_What you have to do_
Can you rewrite the data below with "frame" swapped for "image" wherever it occurs, leaving everything else untouched and omitting the pictures?

Saved entries
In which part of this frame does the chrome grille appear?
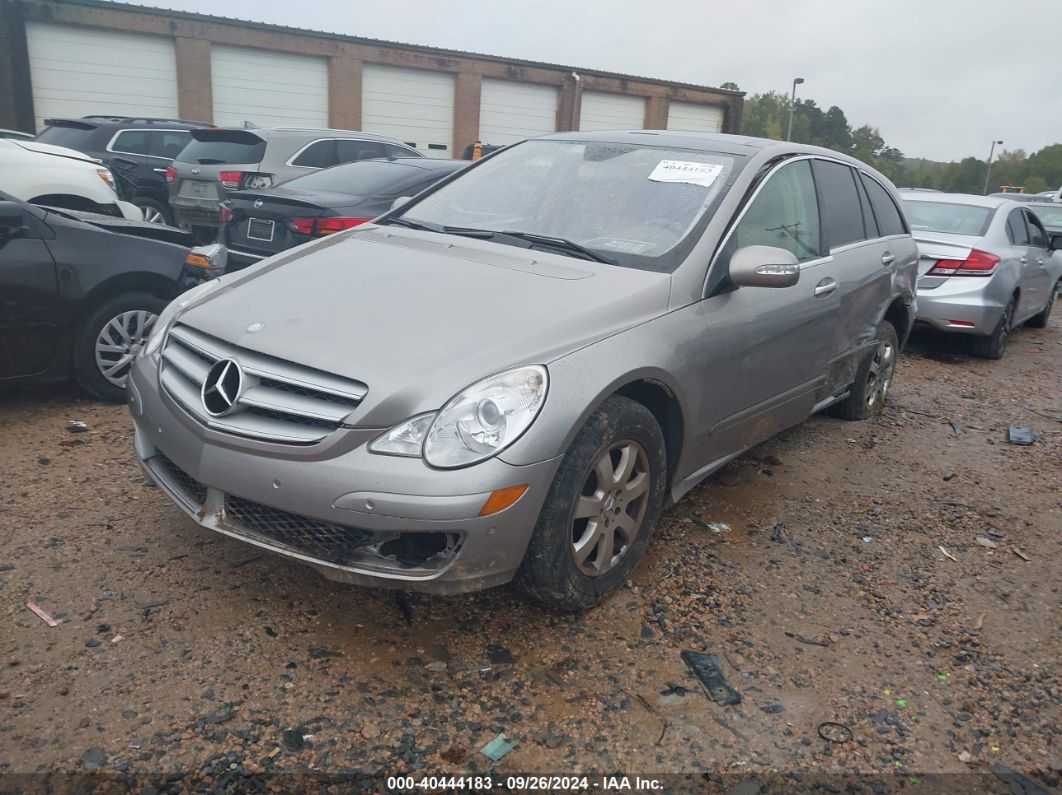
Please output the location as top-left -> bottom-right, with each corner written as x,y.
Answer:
159,324 -> 369,445
225,495 -> 377,566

_Response for this exercise_
In which part of this image does the chrome grille appear?
Please output the location as top-left -> bottom-right, with each corner written as x,y.
Answer:
159,324 -> 369,445
225,495 -> 377,566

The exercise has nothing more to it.